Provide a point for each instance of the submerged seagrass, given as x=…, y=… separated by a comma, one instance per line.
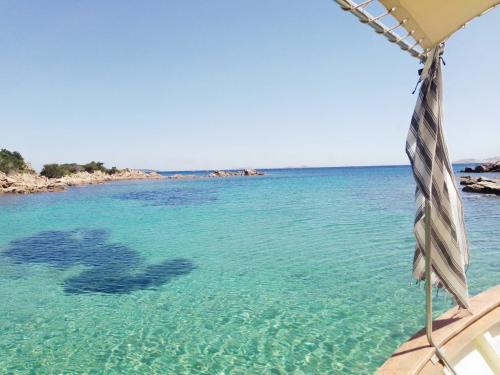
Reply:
x=233, y=275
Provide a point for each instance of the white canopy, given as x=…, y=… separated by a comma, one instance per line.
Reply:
x=430, y=22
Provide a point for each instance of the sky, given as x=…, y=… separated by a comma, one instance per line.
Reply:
x=197, y=84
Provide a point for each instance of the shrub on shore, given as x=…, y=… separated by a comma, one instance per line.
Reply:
x=61, y=170
x=12, y=162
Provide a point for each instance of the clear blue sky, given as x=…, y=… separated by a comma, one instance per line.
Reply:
x=197, y=84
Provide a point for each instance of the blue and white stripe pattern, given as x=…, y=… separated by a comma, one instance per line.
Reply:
x=428, y=154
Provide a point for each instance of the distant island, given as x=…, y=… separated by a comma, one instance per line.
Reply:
x=477, y=161
x=18, y=176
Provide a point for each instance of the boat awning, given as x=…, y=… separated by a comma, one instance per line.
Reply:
x=431, y=22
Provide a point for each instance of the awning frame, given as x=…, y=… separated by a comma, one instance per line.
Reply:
x=405, y=41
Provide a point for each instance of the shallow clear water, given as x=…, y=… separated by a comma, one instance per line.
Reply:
x=304, y=270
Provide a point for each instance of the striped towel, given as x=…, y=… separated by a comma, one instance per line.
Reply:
x=428, y=154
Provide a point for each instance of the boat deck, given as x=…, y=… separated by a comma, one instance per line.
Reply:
x=471, y=342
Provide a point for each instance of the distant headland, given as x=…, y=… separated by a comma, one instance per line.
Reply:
x=17, y=175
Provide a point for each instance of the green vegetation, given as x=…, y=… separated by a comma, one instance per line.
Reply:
x=60, y=170
x=11, y=162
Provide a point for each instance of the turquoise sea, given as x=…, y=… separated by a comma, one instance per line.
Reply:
x=301, y=271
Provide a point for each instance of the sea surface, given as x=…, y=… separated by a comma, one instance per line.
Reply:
x=303, y=271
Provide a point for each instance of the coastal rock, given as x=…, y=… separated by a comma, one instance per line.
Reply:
x=25, y=183
x=183, y=177
x=220, y=173
x=484, y=168
x=252, y=172
x=480, y=185
x=245, y=172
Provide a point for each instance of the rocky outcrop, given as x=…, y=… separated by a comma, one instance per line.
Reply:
x=480, y=185
x=484, y=168
x=245, y=172
x=25, y=183
x=184, y=177
x=252, y=172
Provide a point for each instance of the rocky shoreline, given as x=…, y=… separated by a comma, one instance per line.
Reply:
x=26, y=183
x=480, y=185
x=31, y=182
x=217, y=174
x=483, y=168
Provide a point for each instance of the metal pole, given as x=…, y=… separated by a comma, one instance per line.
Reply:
x=428, y=287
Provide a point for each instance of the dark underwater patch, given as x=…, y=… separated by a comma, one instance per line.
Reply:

★ ★ ★

Task to complete.
Rewrite the material starting at its beginning and ending with the line containing "x=431, y=22", swapping "shrub on shore" for "bush on shore" and keeping everything else the same. Omit the pictures from your answer.

Reply.
Provide a point for each instance of the submerged seagrass, given as x=…, y=… separated by a comma, one instance per line.
Reply:
x=233, y=275
Provide a point for each instance of the white canopy, given as x=…, y=… separated by a comma, one instance per line.
Reply:
x=430, y=22
Provide a point for each instance of the sky, given as x=…, y=… separated by a comma, one instance per line.
Reply:
x=197, y=84
Provide a point for each instance of the bush on shore, given as x=…, y=… separated by a comma, one instance per line.
Reply:
x=61, y=170
x=12, y=162
Provide a point for each instance of the clear blue sky, given as x=…, y=… separated by a comma, one instance per line.
Reply:
x=197, y=84
Provide a point for each instance of the blue and white stripe pattern, given as x=…, y=… separated by a comma, one instance per line.
Reply:
x=428, y=154
Provide a point for each instance of the distant island, given as x=…, y=… separated by a comma, one instance per line.
Reply:
x=477, y=161
x=18, y=176
Provide a point for each instance of the boat awning, given as x=…, y=… separated by a comma, one instance per line.
Reply:
x=431, y=22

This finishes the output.